Starting at the first line, reproduce the listing below in full, exactly as given.

##########

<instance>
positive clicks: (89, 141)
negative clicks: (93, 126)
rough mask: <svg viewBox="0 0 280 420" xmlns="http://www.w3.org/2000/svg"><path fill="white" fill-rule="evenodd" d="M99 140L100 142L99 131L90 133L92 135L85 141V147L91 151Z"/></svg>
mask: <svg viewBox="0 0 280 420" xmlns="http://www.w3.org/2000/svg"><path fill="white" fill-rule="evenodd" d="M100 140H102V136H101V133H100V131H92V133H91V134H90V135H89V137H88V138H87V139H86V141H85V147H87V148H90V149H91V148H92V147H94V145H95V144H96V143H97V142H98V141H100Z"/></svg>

##########

**THE ANSWER:**
<instance>
positive clicks: (89, 141)
negative clicks: (93, 126)
rough mask: <svg viewBox="0 0 280 420" xmlns="http://www.w3.org/2000/svg"><path fill="white" fill-rule="evenodd" d="M99 140L100 142L99 131L90 133L92 135L85 141V147L91 151Z"/></svg>
mask: <svg viewBox="0 0 280 420" xmlns="http://www.w3.org/2000/svg"><path fill="white" fill-rule="evenodd" d="M100 140H102V136H101V133H100V131H92V133H91V134H90V135H89V137H88V138H87V139H86V141H85V147H87V148H90V149H91V148H92V147H94V145H95V144H96V143H97V142H98V141H100Z"/></svg>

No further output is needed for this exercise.